## Problem description
Return the whole listing exactly as it stands.

───── Stored records ─────

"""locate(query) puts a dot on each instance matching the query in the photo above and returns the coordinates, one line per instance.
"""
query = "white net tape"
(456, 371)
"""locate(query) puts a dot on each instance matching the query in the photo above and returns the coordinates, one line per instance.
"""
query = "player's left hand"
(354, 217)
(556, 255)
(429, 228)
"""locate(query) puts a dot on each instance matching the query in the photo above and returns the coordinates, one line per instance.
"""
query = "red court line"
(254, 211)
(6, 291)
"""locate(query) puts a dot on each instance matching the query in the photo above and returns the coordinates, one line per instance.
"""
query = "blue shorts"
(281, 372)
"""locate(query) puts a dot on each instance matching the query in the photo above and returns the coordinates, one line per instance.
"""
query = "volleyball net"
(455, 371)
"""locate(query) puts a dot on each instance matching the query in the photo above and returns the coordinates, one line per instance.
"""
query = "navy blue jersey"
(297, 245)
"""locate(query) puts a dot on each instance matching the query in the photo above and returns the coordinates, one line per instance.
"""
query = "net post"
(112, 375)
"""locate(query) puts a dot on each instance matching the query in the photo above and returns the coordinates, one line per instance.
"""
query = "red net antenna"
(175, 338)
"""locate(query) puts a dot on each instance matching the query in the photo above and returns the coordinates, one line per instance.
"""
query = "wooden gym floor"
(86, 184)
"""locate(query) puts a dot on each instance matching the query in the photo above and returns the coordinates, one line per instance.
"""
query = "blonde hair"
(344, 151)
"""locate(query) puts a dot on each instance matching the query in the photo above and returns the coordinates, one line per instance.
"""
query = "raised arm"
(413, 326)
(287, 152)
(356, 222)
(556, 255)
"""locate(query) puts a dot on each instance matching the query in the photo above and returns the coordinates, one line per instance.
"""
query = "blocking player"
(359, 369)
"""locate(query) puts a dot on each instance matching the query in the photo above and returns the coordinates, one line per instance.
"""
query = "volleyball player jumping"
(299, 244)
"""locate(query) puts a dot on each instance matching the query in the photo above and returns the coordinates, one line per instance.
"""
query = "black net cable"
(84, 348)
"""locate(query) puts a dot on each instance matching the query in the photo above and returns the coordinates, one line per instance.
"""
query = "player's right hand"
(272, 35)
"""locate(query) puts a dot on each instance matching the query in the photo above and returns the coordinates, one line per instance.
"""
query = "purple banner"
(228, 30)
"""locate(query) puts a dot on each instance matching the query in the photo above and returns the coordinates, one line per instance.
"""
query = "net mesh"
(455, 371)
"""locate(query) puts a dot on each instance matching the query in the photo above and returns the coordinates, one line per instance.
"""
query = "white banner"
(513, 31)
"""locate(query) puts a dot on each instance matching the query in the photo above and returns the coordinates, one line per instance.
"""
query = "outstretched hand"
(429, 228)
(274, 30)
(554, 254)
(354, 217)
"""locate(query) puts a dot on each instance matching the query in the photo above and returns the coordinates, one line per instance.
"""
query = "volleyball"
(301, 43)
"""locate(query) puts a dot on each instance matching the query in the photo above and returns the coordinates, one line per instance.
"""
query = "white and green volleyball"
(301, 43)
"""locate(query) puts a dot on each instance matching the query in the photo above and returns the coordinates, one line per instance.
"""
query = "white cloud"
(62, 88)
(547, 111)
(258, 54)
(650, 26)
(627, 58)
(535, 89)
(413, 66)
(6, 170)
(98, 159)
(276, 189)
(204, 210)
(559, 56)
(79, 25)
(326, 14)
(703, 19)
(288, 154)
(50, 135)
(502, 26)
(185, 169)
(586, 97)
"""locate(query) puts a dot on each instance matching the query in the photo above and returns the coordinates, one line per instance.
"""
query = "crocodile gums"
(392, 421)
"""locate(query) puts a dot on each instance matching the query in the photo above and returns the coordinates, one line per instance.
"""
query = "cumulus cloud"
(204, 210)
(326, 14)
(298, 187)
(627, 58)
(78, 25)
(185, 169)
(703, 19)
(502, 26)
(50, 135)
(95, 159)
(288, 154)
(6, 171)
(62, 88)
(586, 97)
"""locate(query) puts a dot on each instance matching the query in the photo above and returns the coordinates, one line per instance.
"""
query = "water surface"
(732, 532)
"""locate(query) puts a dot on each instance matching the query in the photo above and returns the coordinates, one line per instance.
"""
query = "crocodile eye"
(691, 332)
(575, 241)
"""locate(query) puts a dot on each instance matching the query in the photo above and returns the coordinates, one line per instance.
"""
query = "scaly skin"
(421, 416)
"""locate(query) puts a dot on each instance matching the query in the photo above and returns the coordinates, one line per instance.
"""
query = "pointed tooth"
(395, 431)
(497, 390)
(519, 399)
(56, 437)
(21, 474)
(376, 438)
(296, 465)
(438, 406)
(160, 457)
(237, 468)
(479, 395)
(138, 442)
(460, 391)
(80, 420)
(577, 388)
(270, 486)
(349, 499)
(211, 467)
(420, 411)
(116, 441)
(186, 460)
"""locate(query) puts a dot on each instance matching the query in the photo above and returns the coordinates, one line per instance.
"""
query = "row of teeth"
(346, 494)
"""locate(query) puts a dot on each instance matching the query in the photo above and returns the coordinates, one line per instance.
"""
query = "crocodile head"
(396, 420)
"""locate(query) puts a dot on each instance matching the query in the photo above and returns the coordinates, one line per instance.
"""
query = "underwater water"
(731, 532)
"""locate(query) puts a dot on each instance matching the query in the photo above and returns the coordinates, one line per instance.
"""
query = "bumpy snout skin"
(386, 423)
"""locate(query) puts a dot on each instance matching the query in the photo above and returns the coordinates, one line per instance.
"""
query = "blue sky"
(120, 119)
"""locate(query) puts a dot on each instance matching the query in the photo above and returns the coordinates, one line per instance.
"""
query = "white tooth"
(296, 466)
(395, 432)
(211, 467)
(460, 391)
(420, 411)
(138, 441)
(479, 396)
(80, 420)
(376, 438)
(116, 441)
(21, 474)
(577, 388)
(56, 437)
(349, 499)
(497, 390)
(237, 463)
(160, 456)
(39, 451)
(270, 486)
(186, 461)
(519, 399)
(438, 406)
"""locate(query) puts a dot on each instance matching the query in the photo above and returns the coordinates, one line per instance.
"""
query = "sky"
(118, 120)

─────

## The output
"""locate(query) puts a dot on each instance matching the query in the photo above and returns the coordinates, one line per instance.
"""
query = "white net tape"
(456, 371)
"""locate(query) puts a dot on each instance matching the query in the photo above and returns the coordinates, one line per instance.
"""
query = "player's left hand"
(354, 217)
(556, 255)
(429, 228)
"""locate(query) puts a dot on each instance matching the query in the photo above and returns the coordinates, one line per instance.
"""
query = "red court line"
(254, 211)
(6, 291)
"""locate(query) puts a dot on each instance matching the query in the photo above and returns the coordinates, one line per instance.
"""
query = "blue shorts"
(281, 372)
"""locate(query) puts a dot on each instance matching the query in the photo above and returns the coordinates, one line per instance.
"""
query = "volleyball net"
(455, 371)
"""locate(query) puts a dot on each instance matching the query in the photo above and returns the coordinates, one line per instance.
"""
query = "navy blue jersey"
(297, 245)
"""locate(query) puts a dot on each instance matching the query in the photo above and returns the coordinates, one line per instance.
"""
query = "net post"
(112, 375)
"""locate(query) puts a dot on each instance matching the query in the photo above and returns the coordinates, one line per instance.
"""
query = "red net antenna"
(175, 338)
"""locate(query) puts a dot on each instance matching the query in the photo above and returns the coordinates, one line per instance.
"""
query = "wooden gym floor"
(86, 184)
"""locate(query) puts a dot on each instance matching the query in the photo above and returns the coordinates, one line per instance.
"""
query = "blonde hair"
(344, 151)
"""locate(query) puts a dot on each instance matching the query in the photo above and returns the coordinates, one line per instance.
"""
query = "raised arm"
(413, 326)
(287, 152)
(356, 222)
(556, 255)
"""locate(query) puts a dot on each instance matching the query in the photo above and returns the coordinates, one line per instance.
"""
query = "blocking player"
(359, 369)
"""locate(query) puts a dot on each instance matching the query in the photo above and returns the coordinates, one line per instance.
"""
query = "volleyball player jumping"
(299, 244)
"""locate(query) puts a dot on each instance matching the query in the photo above and returns the coordinates, one line per instance.
"""
query = "black net cable"
(84, 348)
"""locate(query) puts a dot on each instance matching the query in the photo above and returns the coordinates, one line per instance.
"""
query = "player's right hand"
(272, 35)
"""locate(query) puts a dot on each instance matching the query in the photo above and returns the coordinates, one line per instance.
"""
query = "purple banner"
(228, 30)
"""locate(query) puts a dot on each instance matching the query in the photo above and returns the coordinates, one line per instance.
"""
query = "net mesh"
(455, 371)
"""locate(query) puts a dot on each instance matching the query in the photo above and returns the coordinates, one line per instance.
"""
query = "white banner"
(513, 31)
"""locate(query) puts a dot on each instance matching the query in the photo above and returns the coordinates, one line per instance.
"""
query = "outstretched hand"
(429, 228)
(274, 30)
(554, 254)
(354, 217)
"""locate(query) puts a dot on each instance matching the query in the photo above and returns the coordinates, one line per instance.
"""
query = "volleyball"
(301, 43)
"""locate(query) puts a dot on each instance matching the query in the photo above and returns the coordinates, one line per instance.
"""
query = "white and green volleyball"
(301, 43)
"""locate(query) puts a dot on each instance matching the query in the photo above and returns the coordinates, one line per instance.
"""
query = "white cloud"
(62, 88)
(547, 111)
(258, 54)
(650, 26)
(627, 58)
(535, 89)
(413, 66)
(6, 170)
(98, 159)
(276, 189)
(204, 210)
(559, 56)
(79, 25)
(326, 14)
(703, 19)
(288, 154)
(50, 135)
(502, 26)
(185, 169)
(586, 97)
"""locate(query) puts a dot on each instance matching the query in the photo above and returns the coordinates, one line per instance.
"""
query = "crocodile gums"
(392, 421)
"""locate(query) puts a dot on each instance matching the query in the photo above and returns the coordinates, one line per instance.
"""
query = "cumulus cloud"
(204, 210)
(326, 14)
(298, 187)
(627, 58)
(78, 25)
(185, 169)
(703, 19)
(502, 26)
(50, 135)
(95, 159)
(288, 154)
(6, 171)
(62, 88)
(586, 97)
"""locate(query) puts a dot on each instance matching the query in the photo above and returns the coordinates, one line per instance.
"""
query = "water surface"
(732, 532)
"""locate(query) puts a dot on each instance matching the query in the photo above and returns the coordinates, one line per instance.
"""
query = "crocodile eye"
(691, 332)
(575, 241)
"""locate(query) puts a dot on each instance matching the query in the photo above and returns the coordinates, one line per instance.
"""
query = "scaly skin"
(421, 416)
"""locate(query) puts a dot on each instance matching the query in the photo above and returns the coordinates, one line per instance.
"""
query = "pointed tooth"
(395, 431)
(497, 390)
(519, 399)
(56, 437)
(21, 474)
(376, 438)
(296, 465)
(438, 406)
(160, 457)
(237, 468)
(479, 395)
(138, 442)
(460, 391)
(80, 420)
(577, 388)
(270, 486)
(349, 499)
(211, 467)
(420, 411)
(116, 441)
(186, 460)
"""locate(query) puts a dot on each instance matching the query in the photo above and returns the coordinates, one line per instance.
"""
query = "row of teeth"
(346, 494)
"""locate(query) puts a dot on each instance matching the query in the photo above and returns the coordinates, one line per instance.
"""
query = "crocodile head"
(396, 420)
"""locate(query) puts a dot on each instance matching the query in the photo above and returns the coordinates, one line per instance.
"""
query = "underwater water"
(731, 532)
"""locate(query) puts a dot on each instance matching the query in the photo above and returns the coordinates, one line per instance.
"""
query = "bumpy snout skin"
(386, 423)
"""locate(query) puts a dot on each instance matching the query in the photo above and returns the coordinates, one line per instance.
"""
query = "blue sky"
(120, 119)
"""locate(query) puts a dot on each instance matching the query in the photo above and returns the coordinates, one line per instance.
"""
query = "white tooth"
(296, 466)
(395, 432)
(211, 467)
(460, 391)
(420, 411)
(138, 441)
(479, 396)
(80, 420)
(376, 438)
(116, 441)
(21, 474)
(577, 388)
(56, 437)
(349, 499)
(497, 390)
(237, 463)
(160, 456)
(39, 451)
(270, 486)
(186, 461)
(519, 399)
(438, 406)
"""locate(query) puts a dot on each instance matching the query in the photo above and returns the coordinates, one line per instance.
"""
query = "sky"
(118, 120)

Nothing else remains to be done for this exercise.